### STATED GOAL
Produce a verbatim copy of the entries listed below.
⟨
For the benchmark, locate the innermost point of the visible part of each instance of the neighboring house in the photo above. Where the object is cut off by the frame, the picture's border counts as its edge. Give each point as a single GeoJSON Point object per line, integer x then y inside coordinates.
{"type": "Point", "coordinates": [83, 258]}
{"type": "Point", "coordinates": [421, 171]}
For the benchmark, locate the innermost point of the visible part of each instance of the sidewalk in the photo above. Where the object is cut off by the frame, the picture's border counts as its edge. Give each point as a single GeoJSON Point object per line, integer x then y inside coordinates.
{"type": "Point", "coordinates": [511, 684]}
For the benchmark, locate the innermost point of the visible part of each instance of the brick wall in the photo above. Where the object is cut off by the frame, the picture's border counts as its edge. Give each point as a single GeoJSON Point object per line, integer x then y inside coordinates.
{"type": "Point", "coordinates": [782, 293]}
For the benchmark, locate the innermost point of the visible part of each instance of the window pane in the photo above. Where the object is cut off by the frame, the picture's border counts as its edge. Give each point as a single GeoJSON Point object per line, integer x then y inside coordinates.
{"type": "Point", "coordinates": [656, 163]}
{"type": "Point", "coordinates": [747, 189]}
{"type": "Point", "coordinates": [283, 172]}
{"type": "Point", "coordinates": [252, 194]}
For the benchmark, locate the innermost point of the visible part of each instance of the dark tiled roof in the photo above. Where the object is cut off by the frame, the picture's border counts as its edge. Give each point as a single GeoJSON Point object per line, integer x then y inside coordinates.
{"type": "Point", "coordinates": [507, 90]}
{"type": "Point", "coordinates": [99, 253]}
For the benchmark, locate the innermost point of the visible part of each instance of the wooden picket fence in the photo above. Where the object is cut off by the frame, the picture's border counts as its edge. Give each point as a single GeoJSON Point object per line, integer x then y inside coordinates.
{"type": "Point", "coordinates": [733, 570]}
⟩
### OUTPUT
For the benchmark, locate the innermost point of the visible part of each instance of the neighboring house in the photo above. Where the object is cut off by the frame, the picture's border counts as its edge. Give each point as a single GeoJSON Point object per line, integer x then y inside coordinates.
{"type": "Point", "coordinates": [83, 258]}
{"type": "Point", "coordinates": [421, 171]}
For the benchmark, locate the innermost point of the visible part of each instance of the sidewalk in the photo above. Where the object is cut off by the frame, the picture's border counts as its edge. Give each point as a single GeoJSON Point object per line, integer x then y inside coordinates.
{"type": "Point", "coordinates": [511, 684]}
For the benchmark, locate the innermost point of the visible part of each instance of the brick wall in the photo above. Where the object is cut off by the frame, the picture's border counts as its edge. Give each point as a single GeoJSON Point object per line, integer x then y inside coordinates.
{"type": "Point", "coordinates": [782, 293]}
For the benchmark, locate the innermost point of the visible part of each instance of the window pane in the photo above. Where the object is cut off by the frame, the picture's border counts as its edge. Give each point as a single GeoJSON Point object per line, integer x then y inside coordinates.
{"type": "Point", "coordinates": [656, 163]}
{"type": "Point", "coordinates": [747, 189]}
{"type": "Point", "coordinates": [283, 172]}
{"type": "Point", "coordinates": [252, 194]}
For the benchmark, locate the innermost point of the visible part of each instance of the dark tiled roof in the photo above. Where the object is cut off by the frame, the picture's border counts as its edge. Give each point as a single GeoJSON Point object per line, integer x then y inside coordinates.
{"type": "Point", "coordinates": [507, 90]}
{"type": "Point", "coordinates": [99, 253]}
For the benchmark, locate the innermost point of the visible part of each instance of the wooden picket fence in the photo above. Where the object is cut off by the frame, the picture's border counts as its edge. Give each point as a single GeoJSON Point object per line, integer x then y inside coordinates.
{"type": "Point", "coordinates": [733, 570]}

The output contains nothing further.